### Work to complete:
Go through the lines of the material and count the ones with the word "target". Give that count alone.

### Input material:
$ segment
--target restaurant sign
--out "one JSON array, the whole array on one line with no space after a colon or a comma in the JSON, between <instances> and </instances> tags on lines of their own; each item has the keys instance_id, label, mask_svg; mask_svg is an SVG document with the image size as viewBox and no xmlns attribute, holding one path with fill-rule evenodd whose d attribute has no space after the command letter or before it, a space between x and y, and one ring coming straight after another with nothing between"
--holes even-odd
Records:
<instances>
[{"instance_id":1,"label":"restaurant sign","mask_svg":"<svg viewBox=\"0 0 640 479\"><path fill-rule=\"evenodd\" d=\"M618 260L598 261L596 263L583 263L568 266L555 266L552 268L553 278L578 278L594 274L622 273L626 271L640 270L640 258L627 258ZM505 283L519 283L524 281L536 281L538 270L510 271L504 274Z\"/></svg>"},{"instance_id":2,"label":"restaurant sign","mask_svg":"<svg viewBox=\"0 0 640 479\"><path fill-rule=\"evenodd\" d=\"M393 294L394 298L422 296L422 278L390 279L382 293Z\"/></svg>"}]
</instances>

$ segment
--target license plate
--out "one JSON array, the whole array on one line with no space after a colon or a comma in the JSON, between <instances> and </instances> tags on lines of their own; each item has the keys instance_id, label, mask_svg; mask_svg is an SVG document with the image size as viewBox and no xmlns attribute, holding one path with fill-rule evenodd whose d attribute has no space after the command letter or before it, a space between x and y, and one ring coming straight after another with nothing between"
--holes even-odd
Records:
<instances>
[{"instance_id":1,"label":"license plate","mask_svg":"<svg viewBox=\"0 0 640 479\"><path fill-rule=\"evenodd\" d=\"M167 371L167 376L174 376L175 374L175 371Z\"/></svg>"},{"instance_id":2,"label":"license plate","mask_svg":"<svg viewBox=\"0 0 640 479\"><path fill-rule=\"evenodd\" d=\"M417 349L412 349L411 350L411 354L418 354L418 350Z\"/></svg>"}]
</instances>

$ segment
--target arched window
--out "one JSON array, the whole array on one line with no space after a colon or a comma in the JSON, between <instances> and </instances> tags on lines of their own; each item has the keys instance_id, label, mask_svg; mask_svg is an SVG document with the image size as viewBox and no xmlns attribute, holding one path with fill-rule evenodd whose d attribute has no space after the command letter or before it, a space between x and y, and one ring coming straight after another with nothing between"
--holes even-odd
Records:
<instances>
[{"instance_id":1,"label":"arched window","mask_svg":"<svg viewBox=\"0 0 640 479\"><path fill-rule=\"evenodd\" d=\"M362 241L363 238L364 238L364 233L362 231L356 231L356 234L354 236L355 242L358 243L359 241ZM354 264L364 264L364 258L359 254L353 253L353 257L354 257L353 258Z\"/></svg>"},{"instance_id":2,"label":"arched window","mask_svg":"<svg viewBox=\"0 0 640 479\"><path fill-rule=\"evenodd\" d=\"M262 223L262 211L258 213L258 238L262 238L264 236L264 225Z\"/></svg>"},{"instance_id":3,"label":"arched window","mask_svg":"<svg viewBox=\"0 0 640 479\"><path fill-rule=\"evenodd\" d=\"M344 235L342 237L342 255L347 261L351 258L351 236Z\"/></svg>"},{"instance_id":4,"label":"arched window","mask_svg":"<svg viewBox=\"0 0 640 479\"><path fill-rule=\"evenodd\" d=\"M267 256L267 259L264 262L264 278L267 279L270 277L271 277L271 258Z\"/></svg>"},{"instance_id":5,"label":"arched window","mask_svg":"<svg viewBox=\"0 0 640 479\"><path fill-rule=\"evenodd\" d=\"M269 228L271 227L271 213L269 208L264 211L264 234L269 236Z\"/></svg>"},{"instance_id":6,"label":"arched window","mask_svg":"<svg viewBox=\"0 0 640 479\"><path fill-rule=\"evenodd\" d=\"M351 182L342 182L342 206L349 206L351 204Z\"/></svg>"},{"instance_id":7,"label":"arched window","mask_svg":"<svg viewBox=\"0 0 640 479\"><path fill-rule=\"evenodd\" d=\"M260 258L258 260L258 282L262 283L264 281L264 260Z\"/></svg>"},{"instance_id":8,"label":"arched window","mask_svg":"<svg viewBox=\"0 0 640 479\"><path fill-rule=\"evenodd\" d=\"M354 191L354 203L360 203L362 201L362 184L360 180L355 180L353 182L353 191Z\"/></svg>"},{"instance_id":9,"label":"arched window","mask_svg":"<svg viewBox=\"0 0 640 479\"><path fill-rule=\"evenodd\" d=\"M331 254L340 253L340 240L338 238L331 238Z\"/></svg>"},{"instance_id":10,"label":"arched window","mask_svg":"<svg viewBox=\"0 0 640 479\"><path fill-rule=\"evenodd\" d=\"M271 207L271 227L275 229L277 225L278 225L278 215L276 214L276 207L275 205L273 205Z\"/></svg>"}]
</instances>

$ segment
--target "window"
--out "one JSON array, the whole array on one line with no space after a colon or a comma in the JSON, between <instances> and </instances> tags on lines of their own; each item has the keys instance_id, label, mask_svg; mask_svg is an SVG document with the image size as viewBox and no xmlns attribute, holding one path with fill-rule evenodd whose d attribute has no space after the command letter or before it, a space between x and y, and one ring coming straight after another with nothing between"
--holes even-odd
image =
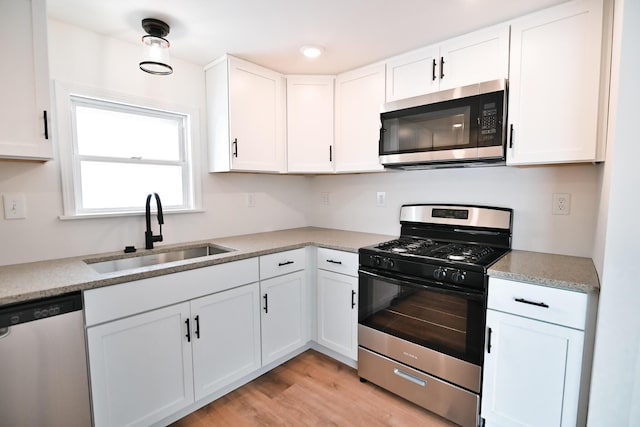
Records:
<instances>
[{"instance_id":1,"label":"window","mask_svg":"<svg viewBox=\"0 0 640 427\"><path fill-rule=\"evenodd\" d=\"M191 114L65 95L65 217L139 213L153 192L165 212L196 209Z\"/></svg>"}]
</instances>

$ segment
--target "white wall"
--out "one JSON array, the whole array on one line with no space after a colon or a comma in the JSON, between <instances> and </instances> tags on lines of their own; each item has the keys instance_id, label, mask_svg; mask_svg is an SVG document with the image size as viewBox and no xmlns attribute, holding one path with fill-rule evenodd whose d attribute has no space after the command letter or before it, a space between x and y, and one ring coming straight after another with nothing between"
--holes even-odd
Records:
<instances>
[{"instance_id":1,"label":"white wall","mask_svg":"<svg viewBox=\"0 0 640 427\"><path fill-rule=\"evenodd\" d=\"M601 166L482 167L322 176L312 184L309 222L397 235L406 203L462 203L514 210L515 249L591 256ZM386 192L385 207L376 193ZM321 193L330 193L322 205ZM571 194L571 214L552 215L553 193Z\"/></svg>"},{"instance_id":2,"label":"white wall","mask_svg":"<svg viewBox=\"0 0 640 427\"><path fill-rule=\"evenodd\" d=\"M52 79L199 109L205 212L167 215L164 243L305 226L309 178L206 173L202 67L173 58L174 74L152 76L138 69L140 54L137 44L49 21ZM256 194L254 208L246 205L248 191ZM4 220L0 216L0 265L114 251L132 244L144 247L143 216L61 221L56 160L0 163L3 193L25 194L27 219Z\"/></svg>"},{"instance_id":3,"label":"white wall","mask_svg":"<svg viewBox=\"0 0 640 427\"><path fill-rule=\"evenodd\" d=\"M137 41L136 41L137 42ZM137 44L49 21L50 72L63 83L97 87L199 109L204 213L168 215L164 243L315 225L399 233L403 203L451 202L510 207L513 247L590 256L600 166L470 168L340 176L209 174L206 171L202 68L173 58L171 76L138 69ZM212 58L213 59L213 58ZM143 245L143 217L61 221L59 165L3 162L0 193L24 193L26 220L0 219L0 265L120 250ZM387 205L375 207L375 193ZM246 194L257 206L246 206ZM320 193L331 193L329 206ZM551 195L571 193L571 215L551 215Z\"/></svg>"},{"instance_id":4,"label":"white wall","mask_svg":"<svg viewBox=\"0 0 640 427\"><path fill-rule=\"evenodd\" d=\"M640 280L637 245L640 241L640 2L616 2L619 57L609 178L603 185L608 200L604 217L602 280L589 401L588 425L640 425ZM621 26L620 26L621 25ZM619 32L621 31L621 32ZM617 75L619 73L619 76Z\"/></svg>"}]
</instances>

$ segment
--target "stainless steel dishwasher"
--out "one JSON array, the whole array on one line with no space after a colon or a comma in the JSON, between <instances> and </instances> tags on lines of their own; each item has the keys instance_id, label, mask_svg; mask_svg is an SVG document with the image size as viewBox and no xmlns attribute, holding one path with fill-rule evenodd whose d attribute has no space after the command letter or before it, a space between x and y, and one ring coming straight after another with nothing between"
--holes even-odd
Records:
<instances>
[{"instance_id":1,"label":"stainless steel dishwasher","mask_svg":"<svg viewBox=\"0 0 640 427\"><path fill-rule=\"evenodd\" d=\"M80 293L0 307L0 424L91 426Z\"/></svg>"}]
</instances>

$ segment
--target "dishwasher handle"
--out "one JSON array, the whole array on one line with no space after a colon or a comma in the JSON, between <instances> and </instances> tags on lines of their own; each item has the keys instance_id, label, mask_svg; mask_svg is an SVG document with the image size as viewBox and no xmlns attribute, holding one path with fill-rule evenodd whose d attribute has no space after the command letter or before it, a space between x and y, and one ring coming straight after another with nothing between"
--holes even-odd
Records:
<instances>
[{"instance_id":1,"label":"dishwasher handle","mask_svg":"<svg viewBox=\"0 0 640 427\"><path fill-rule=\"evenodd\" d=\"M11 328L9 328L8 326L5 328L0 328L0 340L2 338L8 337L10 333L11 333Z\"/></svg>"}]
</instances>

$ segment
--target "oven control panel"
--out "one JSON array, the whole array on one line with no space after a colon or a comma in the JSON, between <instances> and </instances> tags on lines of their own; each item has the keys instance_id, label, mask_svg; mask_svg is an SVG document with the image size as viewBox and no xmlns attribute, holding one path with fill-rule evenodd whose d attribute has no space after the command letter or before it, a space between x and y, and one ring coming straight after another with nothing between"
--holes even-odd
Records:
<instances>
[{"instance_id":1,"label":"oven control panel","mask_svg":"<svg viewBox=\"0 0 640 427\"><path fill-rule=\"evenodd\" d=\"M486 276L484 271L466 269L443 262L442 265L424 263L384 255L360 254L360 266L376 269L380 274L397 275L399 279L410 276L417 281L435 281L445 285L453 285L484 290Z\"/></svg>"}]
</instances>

### Completed task:
8